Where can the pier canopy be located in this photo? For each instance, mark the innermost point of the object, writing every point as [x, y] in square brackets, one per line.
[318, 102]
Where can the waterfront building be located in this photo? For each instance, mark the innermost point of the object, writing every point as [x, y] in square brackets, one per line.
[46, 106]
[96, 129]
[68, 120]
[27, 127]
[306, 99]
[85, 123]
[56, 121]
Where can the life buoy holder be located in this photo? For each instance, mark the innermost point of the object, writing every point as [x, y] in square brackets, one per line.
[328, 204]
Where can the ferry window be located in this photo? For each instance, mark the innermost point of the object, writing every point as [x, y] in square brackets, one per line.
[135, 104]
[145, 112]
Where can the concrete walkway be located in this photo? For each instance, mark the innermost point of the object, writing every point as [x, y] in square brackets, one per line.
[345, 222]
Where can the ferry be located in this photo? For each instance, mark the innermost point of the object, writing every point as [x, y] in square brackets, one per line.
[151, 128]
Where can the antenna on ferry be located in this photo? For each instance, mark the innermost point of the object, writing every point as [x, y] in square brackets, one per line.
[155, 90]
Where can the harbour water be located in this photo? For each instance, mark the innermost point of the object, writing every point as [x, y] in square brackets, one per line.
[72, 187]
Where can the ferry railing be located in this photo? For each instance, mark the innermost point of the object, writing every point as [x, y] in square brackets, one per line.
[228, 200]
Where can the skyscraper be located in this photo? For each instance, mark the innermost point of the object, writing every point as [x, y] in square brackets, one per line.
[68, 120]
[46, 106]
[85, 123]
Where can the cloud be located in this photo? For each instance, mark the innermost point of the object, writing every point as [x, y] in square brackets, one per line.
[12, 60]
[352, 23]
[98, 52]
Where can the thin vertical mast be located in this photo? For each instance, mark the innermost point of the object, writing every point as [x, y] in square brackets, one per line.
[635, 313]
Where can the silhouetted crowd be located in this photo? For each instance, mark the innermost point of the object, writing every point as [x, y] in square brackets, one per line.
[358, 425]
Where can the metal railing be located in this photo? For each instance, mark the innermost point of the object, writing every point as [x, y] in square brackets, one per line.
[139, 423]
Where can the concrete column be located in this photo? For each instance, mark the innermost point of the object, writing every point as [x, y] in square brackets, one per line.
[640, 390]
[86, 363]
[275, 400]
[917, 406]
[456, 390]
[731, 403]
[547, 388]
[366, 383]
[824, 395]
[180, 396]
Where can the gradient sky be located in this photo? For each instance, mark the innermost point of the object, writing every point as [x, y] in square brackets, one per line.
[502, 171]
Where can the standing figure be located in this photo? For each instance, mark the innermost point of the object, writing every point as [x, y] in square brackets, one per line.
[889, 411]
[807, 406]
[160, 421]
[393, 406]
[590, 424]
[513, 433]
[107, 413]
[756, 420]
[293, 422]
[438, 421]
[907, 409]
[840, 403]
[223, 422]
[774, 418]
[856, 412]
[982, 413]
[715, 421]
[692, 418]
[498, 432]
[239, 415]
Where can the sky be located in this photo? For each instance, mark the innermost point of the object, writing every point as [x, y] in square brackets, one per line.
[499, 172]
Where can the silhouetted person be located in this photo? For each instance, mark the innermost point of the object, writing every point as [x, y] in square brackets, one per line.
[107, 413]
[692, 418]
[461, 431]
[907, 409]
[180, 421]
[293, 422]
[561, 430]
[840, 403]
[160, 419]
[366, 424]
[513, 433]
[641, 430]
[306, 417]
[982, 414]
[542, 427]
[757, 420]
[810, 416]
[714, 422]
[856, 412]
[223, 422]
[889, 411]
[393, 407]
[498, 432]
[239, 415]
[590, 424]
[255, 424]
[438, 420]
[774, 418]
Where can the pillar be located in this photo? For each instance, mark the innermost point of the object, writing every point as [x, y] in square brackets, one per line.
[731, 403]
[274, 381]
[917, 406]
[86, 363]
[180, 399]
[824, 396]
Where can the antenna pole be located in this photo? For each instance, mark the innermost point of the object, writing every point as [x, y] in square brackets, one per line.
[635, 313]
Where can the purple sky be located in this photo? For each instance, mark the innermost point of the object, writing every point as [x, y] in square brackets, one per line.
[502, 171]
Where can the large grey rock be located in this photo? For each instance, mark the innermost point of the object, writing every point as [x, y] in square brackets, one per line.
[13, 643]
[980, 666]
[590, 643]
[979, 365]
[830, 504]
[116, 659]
* * *
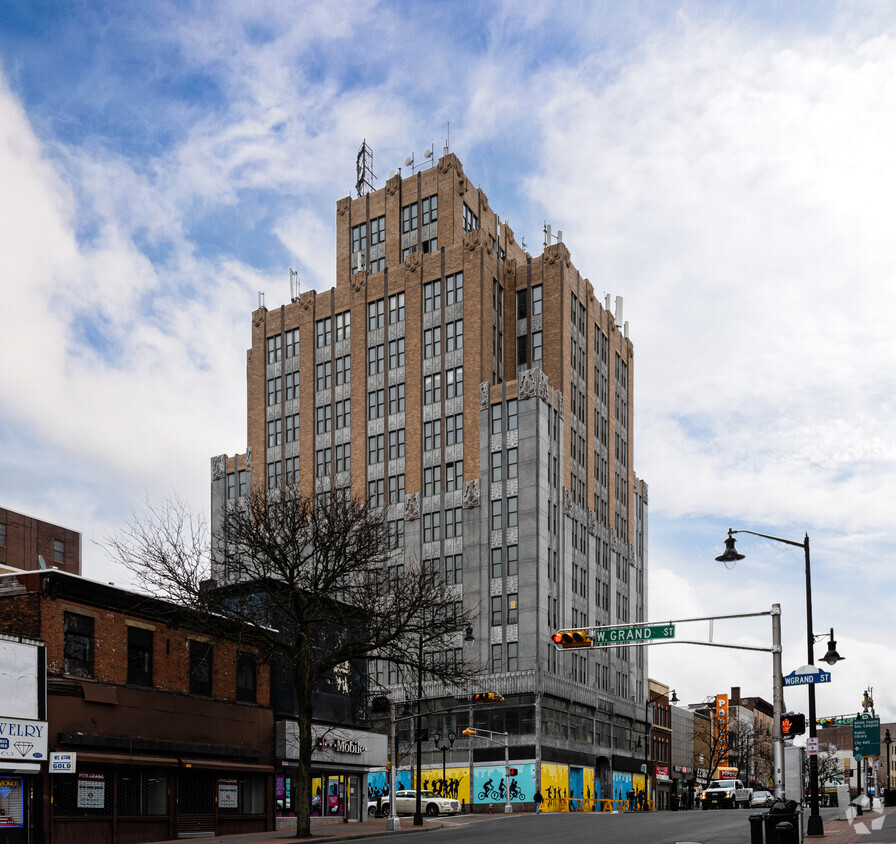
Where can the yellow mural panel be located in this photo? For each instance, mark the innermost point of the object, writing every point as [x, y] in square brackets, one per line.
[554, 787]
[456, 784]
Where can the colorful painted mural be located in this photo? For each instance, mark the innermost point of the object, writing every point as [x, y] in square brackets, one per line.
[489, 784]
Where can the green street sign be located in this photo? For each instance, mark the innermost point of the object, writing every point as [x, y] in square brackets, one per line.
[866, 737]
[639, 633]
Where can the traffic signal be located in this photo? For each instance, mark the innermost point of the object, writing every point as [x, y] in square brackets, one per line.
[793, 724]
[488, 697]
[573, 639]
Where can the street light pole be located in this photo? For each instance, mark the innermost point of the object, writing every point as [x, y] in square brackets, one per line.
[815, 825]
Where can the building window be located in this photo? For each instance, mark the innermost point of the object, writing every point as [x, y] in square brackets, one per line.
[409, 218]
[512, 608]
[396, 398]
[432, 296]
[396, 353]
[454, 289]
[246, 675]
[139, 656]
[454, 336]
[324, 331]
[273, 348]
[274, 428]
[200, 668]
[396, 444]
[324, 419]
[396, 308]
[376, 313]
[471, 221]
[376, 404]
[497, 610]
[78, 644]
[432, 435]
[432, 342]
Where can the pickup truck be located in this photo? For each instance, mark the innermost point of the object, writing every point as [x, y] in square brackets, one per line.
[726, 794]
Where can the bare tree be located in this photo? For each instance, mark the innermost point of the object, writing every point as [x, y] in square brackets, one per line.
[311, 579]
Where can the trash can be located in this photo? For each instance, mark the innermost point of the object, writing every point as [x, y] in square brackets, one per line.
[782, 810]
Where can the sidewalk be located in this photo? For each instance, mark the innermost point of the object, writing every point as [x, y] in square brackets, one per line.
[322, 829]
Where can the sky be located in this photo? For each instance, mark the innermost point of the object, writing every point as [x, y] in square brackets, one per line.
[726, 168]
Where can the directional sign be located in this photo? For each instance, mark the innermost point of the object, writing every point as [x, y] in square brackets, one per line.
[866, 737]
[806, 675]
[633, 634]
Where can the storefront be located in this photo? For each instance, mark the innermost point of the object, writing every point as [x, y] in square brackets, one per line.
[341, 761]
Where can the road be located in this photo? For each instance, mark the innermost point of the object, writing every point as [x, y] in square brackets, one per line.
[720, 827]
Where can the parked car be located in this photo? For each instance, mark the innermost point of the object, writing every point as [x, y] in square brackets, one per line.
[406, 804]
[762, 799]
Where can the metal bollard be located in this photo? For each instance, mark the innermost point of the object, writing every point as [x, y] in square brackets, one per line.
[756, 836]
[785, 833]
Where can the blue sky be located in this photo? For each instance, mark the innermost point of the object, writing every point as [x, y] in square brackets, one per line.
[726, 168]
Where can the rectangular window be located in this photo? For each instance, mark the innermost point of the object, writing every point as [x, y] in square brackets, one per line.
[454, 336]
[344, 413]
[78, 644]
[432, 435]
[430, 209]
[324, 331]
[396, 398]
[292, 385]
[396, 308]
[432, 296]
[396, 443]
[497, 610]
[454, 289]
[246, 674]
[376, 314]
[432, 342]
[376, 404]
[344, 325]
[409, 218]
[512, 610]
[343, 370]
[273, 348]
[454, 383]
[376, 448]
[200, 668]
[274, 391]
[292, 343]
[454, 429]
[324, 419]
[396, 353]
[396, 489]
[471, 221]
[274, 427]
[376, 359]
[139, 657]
---
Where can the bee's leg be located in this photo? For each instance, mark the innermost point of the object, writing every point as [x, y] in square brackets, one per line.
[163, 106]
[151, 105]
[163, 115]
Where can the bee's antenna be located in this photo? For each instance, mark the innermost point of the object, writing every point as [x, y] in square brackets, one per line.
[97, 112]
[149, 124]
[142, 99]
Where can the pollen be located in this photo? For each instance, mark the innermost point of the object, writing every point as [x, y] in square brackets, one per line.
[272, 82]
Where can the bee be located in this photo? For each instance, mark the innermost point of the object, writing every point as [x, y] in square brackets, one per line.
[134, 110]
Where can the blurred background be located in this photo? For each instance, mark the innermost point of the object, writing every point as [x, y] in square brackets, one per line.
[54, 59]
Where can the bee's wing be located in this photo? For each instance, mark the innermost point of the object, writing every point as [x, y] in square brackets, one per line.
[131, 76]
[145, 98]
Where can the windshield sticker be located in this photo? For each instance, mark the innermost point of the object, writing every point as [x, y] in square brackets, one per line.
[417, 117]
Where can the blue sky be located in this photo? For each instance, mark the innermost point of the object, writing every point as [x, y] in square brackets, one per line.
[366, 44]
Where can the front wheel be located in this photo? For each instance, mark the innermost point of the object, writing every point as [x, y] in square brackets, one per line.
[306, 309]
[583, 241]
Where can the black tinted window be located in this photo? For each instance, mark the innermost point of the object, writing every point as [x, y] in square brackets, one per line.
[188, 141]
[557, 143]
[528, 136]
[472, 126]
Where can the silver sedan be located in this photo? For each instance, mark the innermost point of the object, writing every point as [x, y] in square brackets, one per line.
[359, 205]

What to produce
Count the lines above that contain the string "street", with uppercase and lowercase treated as different. Reply with the number only.

Task response
2